Goal
Report how many of the lines below contain the string "each", matching case exactly. Give only the number.

Listing
########################################

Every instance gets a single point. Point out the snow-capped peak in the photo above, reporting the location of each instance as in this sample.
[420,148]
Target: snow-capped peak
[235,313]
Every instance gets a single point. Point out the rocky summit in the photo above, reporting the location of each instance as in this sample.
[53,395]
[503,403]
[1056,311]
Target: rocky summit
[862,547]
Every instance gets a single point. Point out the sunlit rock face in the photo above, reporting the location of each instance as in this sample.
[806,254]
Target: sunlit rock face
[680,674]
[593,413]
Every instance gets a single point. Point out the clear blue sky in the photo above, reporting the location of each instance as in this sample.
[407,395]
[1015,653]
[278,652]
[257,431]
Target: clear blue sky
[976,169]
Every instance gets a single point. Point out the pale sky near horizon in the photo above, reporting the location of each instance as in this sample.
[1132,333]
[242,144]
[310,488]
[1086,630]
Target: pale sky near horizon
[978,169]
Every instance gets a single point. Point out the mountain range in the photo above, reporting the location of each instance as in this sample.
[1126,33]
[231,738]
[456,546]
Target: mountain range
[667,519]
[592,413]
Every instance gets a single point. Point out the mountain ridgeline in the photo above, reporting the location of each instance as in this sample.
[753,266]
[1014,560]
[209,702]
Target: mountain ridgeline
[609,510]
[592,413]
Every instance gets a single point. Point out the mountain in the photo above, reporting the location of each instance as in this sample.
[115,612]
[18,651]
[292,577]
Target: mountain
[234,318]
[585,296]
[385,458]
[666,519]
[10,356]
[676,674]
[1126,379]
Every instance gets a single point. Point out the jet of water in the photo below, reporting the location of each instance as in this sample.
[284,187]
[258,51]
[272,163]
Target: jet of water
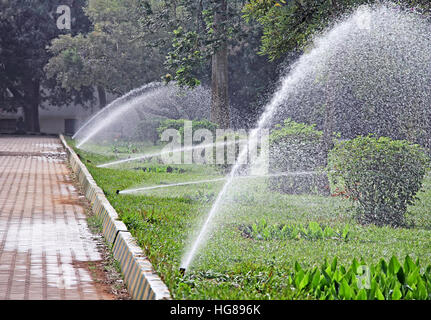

########################################

Correct response
9